Task instructions:
a - From the BYM model page, reproduce everything from "The BYM model" down to "controlling the balance.", swapping "unstructured component" for "non-spatial component".
b - In the BYM model page, list the labels that open bullets with a colon in the "When to Use BYM" section.
c - According to the BYM model page, what value does the adjacency matrix $W$ hold when two areas share a border?

Spatial Models — Besag-York-Mollie (BYM)

Summary

The BYM model is the standard Bayesian approach for areal spatial data (counties, census tracts, etc.). It decomposes spatial variation into a structured component (ICAR prior, capturing spatial autocorrelation) and an unstructured component (i.i.d. random effects), with a mixture parameter $\rho$ controlling the balance.

When to Use BYM

• Data type: Areal (discrete spatial units with neighbourhood structure), not point-referenced data
• Goal: Partition variance into spatially-structured vs. unstructured components; estimate predictor effects after accounting for spatial autocorrelation
• Scale: Computationally efficient — cost grows nearly linearly in number of areas (unlike full Gaussian Process)
• For continuous spatial data, use a Gaussian Process instead

The ICAR Prior

Intrinsic Conditional Autoregressive (ICAR) is the engine of BYM. Given adjacency matrix $W$ (1 if areas share a border, 0 otherwise), ICAR encodes:

$$f(\varphi \mid W)\propto \exp \left(-\frac{1}{2}\sum _{i\sim j}({\varphi }_i-{\varphi }_j{)}^2\right)$$

Key properties:

• Penalises differences between neighbouring areas (Tobler’s first law of geography: nearby things are more similar)

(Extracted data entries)
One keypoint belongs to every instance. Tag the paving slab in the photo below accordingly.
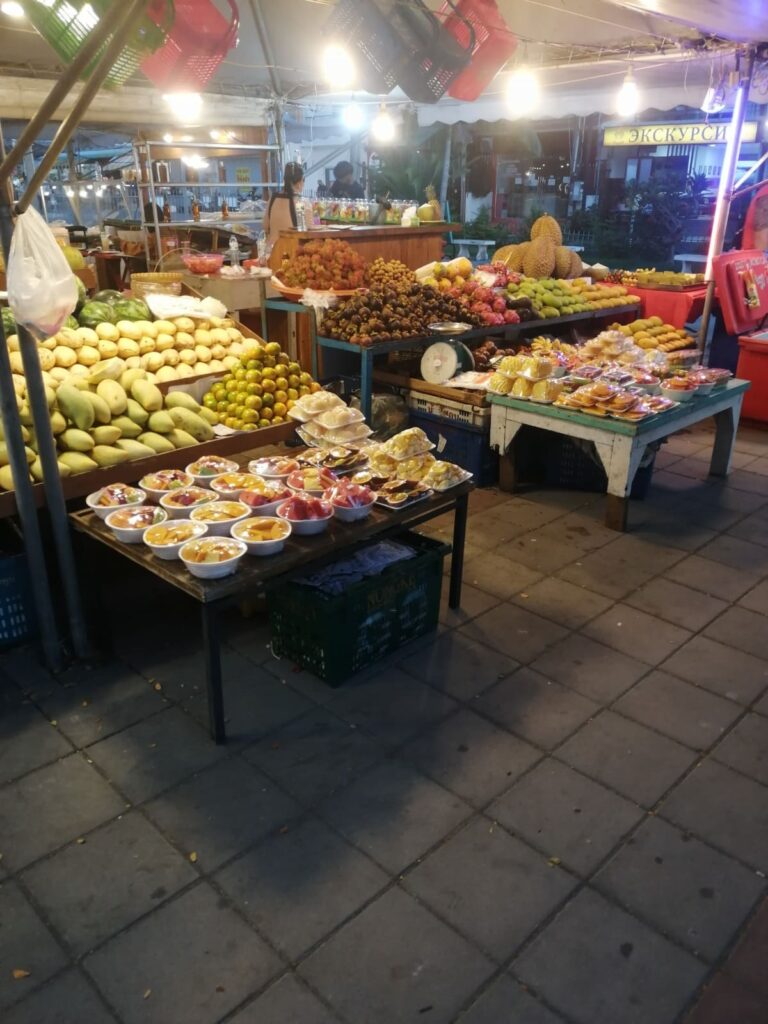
(609, 967)
(394, 814)
(677, 604)
(745, 748)
(315, 755)
(514, 632)
(470, 756)
(92, 890)
(415, 967)
(561, 601)
(193, 960)
(685, 713)
(285, 1003)
(301, 884)
(636, 634)
(70, 797)
(460, 667)
(681, 886)
(489, 886)
(536, 708)
(221, 811)
(590, 668)
(69, 997)
(507, 1001)
(28, 740)
(719, 668)
(565, 815)
(637, 762)
(156, 754)
(711, 804)
(26, 944)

Solution list:
a -
The BYM model is the standard Bayesian approach for areal spatial data (counties, census tracts, etc.). It decomposes spatial variation into a structured component (ICAR prior, capturing spatial autocorrelation) and an non-spatial component (i.i.d. random effects), with a mixture parameter $\rho$ controlling the balance.

b -
Data type
Goal
Scale

c - 1